== Written exercise a ==
Reproduce the records that come after the passage on coercive control, line for line, with the pictures left out.

== Extract ==
"""

The conviction rate of those charged was 52%. Most of those prosecutions were for instances where the offender was also charged with other offences, such as assault.

The review noted “evidential difficulties” caused challenges for police and prosecutors.

A recent article in the UK Law Society gazette said the impact of criminalisation had been limited because of “a lack of understanding of the offence by the police, coupled with practical difficulties in proving it”.

The Queensland taskforce’s report said that submissions “almost universally” called for intensive education across the community about coercive control and healthy relationships.

“The report contains recommendations as to how to achieve this, with a special emphasis on the education of police, lawyers, judicial officers, service providers, children and young people, the aged, people with disability and First Nations and culturally and linguistically diverse peoples.

“It is critical that education in First Nations communities is community led and delivered.”

"""

== Written exercise b ==
Continue the passage above on coercive control from the point where it ends.

== Records for the exercise ==
"""

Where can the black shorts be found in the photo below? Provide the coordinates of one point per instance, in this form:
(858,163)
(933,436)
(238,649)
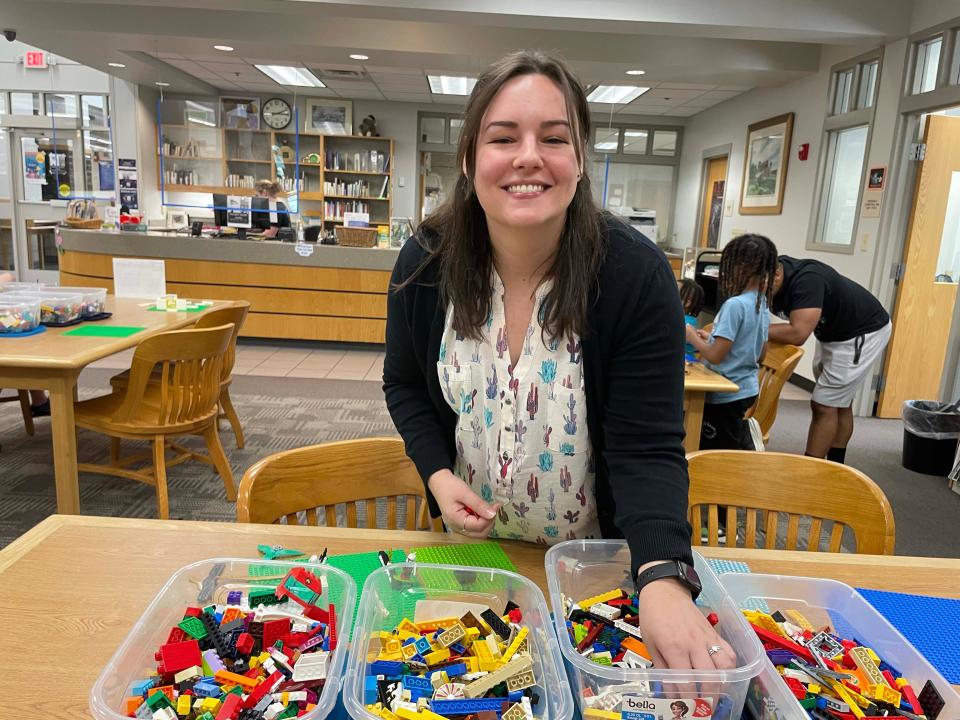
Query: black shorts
(724,427)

"""

== Output a ==
Where can the black shorts be found in the photo below? Provide the coordinates of one point per instance, in this form:
(858,163)
(933,436)
(238,649)
Query: black shorts
(724,427)

== Output b ==
Fentiman said the findings and recommendations of the taskforce’s first report would be “extensively considered” by the government and would help lay the foundation to criminalise coercive control.

“Today marks the day that we begin creating a strengthened framework to respond to coercive control and prevent more harm coming to victims,” she said.

“The report shows that we cannot just criminalise coercive control – we also need to educate the community and frontline responders on how to recognise and respond to coercive control.

“There is crucial work that needs to be done before we can effectively criminalise coercive control.”